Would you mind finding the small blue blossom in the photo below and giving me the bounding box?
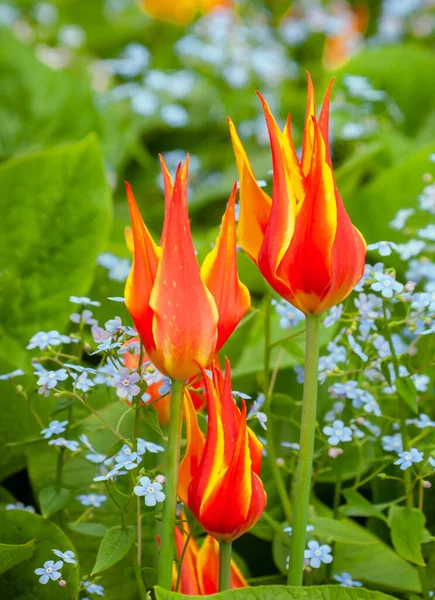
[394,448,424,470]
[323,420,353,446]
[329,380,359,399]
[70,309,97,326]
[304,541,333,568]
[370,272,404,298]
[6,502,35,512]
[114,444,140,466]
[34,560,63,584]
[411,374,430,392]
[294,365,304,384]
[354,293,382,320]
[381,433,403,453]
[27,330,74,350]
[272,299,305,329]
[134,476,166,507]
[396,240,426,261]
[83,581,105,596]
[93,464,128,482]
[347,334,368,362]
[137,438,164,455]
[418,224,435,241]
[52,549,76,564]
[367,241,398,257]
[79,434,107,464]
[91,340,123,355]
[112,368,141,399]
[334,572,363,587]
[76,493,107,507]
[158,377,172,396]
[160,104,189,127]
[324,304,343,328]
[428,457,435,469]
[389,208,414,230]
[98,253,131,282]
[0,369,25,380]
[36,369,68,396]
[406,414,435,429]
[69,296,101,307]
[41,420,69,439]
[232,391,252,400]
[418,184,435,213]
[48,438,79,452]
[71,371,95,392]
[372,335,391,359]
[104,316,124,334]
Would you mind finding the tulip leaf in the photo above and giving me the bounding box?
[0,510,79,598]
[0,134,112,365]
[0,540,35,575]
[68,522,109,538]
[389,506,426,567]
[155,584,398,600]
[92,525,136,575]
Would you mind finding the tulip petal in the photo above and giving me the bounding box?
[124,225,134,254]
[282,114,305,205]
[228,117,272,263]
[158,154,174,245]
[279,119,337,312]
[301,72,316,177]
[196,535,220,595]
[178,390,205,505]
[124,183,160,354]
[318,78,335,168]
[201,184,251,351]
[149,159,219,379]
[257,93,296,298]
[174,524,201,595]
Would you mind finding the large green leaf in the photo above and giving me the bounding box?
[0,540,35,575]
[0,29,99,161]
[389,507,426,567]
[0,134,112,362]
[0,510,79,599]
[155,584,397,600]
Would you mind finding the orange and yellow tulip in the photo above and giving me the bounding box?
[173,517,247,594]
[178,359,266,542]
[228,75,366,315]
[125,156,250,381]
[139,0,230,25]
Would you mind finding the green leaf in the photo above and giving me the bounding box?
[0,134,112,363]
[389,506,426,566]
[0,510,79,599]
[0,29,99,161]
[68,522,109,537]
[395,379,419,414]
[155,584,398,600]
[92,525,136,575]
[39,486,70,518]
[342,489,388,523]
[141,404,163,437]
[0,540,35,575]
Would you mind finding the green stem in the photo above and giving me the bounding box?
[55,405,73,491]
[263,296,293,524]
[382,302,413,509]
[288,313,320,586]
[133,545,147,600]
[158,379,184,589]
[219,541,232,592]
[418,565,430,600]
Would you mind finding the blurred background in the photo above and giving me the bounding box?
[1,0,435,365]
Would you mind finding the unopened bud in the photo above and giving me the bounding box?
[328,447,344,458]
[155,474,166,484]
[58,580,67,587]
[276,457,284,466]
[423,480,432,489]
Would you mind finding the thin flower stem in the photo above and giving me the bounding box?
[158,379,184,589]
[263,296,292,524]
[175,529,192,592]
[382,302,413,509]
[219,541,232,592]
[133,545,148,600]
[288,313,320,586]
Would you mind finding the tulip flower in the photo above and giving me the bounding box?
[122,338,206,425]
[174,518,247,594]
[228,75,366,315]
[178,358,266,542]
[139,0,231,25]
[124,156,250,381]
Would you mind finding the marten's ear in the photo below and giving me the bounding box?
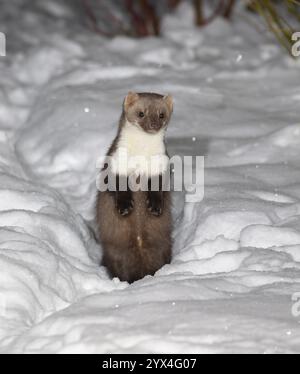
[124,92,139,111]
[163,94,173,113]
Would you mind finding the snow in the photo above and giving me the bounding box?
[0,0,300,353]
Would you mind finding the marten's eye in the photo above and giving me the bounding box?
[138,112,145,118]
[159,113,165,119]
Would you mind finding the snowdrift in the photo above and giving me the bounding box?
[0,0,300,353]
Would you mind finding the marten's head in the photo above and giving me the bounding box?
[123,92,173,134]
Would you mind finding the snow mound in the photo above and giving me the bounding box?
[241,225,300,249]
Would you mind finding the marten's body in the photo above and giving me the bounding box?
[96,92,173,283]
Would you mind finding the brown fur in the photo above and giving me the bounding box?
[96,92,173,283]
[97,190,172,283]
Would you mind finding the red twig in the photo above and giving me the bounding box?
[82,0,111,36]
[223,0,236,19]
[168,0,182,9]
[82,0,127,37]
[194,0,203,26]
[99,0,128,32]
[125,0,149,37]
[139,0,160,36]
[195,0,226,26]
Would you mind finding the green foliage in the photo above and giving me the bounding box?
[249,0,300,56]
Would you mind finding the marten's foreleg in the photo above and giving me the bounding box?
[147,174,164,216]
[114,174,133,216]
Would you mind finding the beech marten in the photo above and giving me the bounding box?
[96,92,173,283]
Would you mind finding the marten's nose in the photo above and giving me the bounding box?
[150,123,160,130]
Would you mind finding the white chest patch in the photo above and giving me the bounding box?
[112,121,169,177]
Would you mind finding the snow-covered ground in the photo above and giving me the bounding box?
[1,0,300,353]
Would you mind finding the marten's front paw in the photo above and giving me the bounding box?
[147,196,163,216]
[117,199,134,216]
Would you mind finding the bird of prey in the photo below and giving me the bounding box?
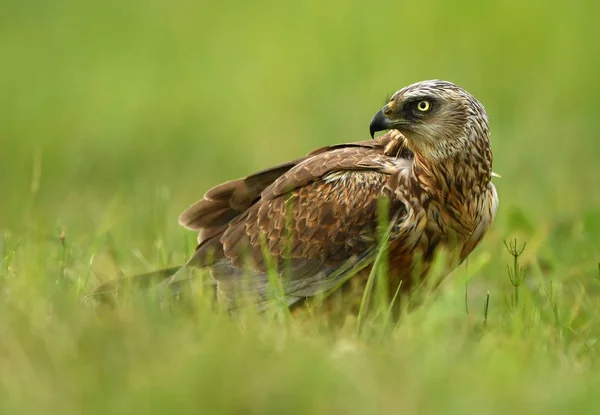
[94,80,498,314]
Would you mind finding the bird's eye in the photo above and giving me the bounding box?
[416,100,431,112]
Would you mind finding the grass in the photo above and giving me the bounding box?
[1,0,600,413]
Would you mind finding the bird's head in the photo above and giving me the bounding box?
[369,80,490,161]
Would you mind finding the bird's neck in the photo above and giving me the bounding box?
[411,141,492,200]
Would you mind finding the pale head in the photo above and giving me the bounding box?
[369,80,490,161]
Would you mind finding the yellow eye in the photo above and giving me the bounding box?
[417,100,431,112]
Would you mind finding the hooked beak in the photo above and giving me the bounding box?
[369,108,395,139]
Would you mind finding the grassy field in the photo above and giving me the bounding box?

┄┄┄┄┄┄

→ **The task**
Verbatim reproduction is required for the line holding "Would you mind finding the yellow" and for every line after it in the records, with no other line included.

→ **Exercise solution**
Would you mind finding the yellow eye in the photo above and giving me the bounding box?
[417,100,431,112]
Would you mind finding the hooked beak in the photo above and giving me the bounding box?
[369,108,395,139]
Would you mind finding the grassy field in the photo above and giving me the bounding box?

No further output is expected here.